### Task data
==========

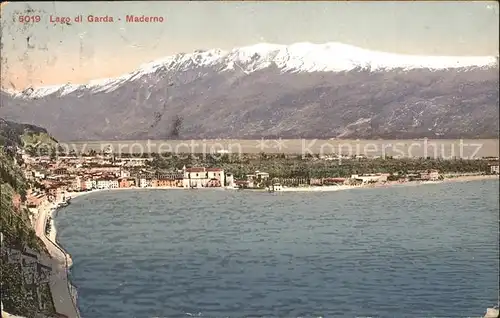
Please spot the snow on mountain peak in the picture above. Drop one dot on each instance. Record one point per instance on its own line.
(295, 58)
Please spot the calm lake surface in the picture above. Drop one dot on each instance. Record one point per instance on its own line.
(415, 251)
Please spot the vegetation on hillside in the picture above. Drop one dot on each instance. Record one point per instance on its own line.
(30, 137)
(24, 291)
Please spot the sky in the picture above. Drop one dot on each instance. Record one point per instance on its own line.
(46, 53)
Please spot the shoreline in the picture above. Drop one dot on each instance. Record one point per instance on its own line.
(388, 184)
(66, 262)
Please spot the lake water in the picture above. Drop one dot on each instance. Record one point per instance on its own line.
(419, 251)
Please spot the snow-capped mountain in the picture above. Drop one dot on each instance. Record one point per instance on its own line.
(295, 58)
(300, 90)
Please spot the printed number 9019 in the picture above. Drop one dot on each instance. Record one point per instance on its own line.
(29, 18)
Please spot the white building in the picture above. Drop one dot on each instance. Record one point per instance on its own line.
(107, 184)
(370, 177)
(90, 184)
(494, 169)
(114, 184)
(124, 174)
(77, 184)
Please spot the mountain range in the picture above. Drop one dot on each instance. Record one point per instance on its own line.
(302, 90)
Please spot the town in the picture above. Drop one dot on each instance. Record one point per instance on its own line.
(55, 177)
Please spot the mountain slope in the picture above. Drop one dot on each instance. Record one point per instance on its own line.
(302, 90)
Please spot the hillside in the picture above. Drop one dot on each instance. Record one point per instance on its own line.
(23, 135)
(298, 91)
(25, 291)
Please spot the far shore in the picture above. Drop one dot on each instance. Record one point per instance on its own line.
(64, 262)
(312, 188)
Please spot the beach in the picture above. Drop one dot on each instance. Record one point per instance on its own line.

==========

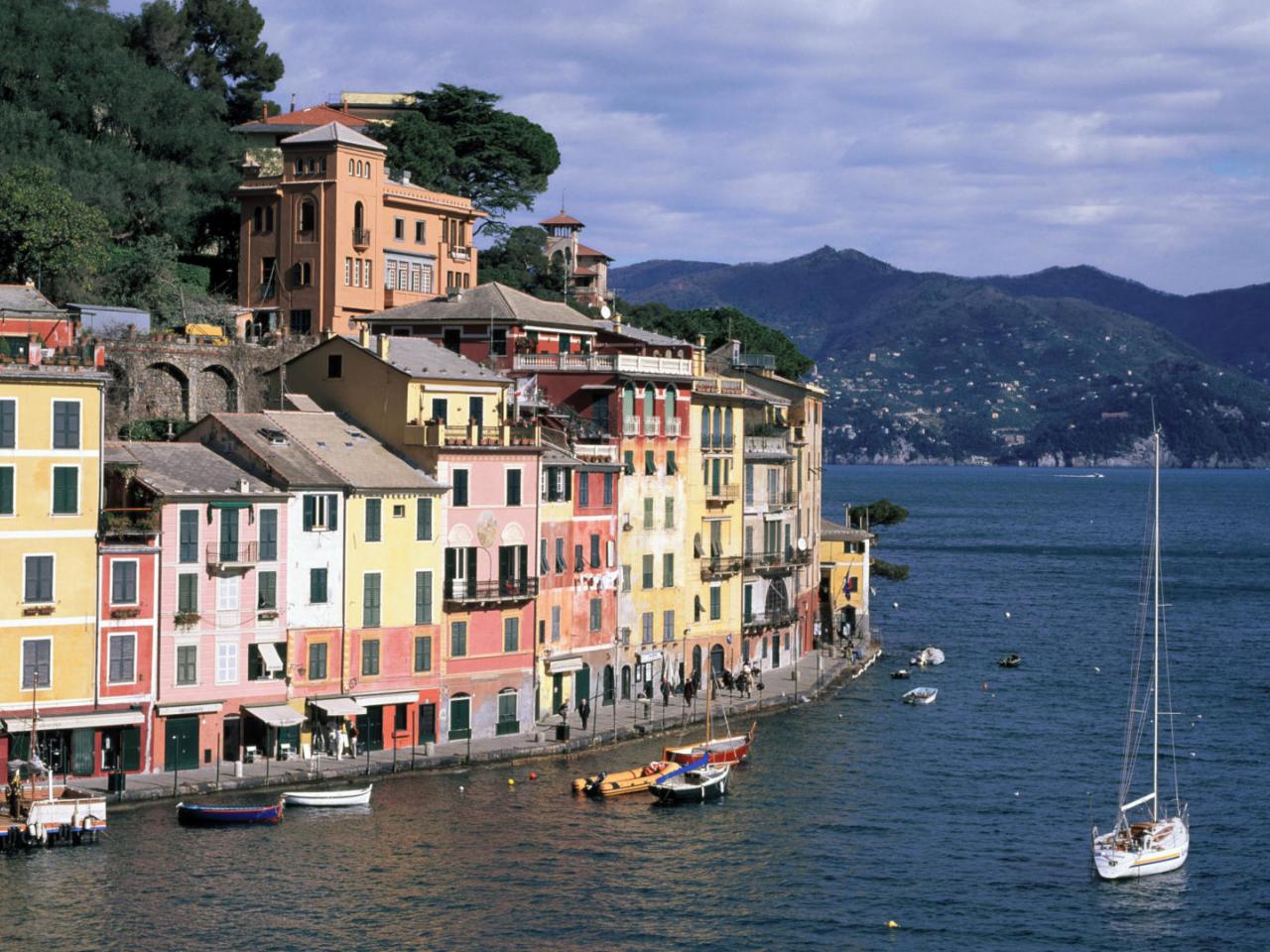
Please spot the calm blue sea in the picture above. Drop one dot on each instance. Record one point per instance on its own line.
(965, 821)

==========

### What is being asked
How many lines of the records above contain the word "lake"? Reply with the number alone.

### Response for this exercise
2